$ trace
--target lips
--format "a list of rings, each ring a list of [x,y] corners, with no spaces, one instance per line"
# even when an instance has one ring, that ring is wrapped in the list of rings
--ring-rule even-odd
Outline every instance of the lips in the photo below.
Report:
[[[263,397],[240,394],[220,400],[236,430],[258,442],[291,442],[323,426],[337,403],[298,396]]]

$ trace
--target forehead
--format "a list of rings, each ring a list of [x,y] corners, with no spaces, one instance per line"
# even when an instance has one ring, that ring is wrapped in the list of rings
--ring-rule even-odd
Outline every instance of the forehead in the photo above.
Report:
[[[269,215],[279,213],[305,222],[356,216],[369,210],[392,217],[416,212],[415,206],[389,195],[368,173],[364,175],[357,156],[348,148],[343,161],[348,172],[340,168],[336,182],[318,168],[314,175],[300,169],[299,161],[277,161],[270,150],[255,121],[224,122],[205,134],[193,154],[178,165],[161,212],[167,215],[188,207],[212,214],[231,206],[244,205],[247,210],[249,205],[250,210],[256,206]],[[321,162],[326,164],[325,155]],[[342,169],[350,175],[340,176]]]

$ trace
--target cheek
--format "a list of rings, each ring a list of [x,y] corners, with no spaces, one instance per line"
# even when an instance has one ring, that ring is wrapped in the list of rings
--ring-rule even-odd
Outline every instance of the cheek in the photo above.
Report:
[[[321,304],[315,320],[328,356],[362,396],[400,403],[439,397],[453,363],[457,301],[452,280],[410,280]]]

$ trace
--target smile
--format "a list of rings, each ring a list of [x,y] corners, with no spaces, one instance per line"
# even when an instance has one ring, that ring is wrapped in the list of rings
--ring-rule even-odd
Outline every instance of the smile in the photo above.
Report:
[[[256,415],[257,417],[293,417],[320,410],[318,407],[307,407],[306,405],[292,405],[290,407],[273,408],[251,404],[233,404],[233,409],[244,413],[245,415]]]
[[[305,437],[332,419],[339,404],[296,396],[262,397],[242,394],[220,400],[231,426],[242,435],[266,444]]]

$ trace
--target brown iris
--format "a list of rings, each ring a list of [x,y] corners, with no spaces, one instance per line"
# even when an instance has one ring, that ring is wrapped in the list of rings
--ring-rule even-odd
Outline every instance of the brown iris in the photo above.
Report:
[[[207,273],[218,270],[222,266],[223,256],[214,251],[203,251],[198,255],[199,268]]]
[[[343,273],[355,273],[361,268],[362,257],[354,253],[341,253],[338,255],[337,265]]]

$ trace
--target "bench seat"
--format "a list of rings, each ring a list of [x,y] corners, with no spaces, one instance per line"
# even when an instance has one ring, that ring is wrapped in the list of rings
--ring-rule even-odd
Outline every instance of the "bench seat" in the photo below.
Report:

* * * * *

(Instructions for the task): Output the lines above verbatim and in full.

(Correct answer):
$ trace
--target lips
--format "a list of rings, each ring a list of [x,y] corners, with no spaces, one instance per line"
# even when an instance has one ring, that ring is wrapped in the list of rings
--ring-rule even-odd
Outline every instance of the lips in the photo below.
Report:
[[[263,397],[240,394],[220,400],[236,430],[258,442],[291,442],[323,426],[337,403],[298,396]]]

$ trace
--target forehead
--format "a list of rings, each ring a list of [x,y] corners, with no spaces, one instance per line"
# even when an instance has one ring, that ring is wrapped in the list of rings
--ring-rule even-odd
Outline every instance of the forehead in the photo above.
Report:
[[[269,215],[279,213],[305,222],[356,216],[369,210],[392,217],[416,212],[415,206],[389,195],[368,173],[364,175],[357,156],[348,148],[343,161],[348,172],[340,168],[336,182],[318,168],[314,175],[300,169],[299,161],[277,161],[270,150],[255,121],[224,122],[205,134],[193,154],[178,165],[161,212],[167,215],[188,207],[212,214],[231,206],[244,205],[247,210],[249,205],[250,210],[256,206]],[[321,162],[326,164],[325,155]],[[342,169],[350,175],[340,176]]]

$ trace
--target cheek
--format "a list of rings, each ring a list of [x,y] corners, with no spaces, one instance per line"
# even when an instance has one ring, that ring is wrapped in the list of rings
--ring-rule even-odd
Outline every instance of the cheek in the photo above.
Report:
[[[321,304],[315,320],[328,356],[362,396],[400,403],[439,397],[453,363],[457,301],[452,280],[410,280]]]

$ trace
--target smile
--format "a list of rings, each ring a list of [x,y] corners, with no spaces, one instance per line"
# even when an instance has one ring, that ring is wrapped in the list of rings
--ring-rule even-odd
Outline every instance of the smile in the photo above.
Report:
[[[256,415],[257,417],[293,417],[320,410],[318,407],[307,407],[306,405],[292,405],[290,407],[273,408],[251,404],[233,404],[233,409],[244,413],[245,415]]]
[[[305,437],[332,419],[339,404],[296,396],[262,397],[242,394],[220,400],[231,426],[242,435],[266,444]]]

$ trace
--target brown iris
--format "a list of rings, each ring a list of [x,y] corners, with no spaces, one instance per line"
# even when an instance has one ring, that ring is wrapped in the list of rings
--ring-rule even-odd
Outline every instance of the brown iris in the photo above.
Report:
[[[207,273],[218,270],[222,266],[223,256],[214,251],[203,251],[198,255],[199,268]]]
[[[343,273],[355,273],[361,268],[362,257],[354,253],[341,253],[338,255],[337,265]]]

$ trace
--target "bench seat"
--format "a list of rings, each ring a list of [x,y] corners, with no spaces, one instance per line"
# even when an instance has one ring, that ring is wrapped in the list of rings
--ring-rule even-odd
Outline every instance of the "bench seat" in the photo below.
Report:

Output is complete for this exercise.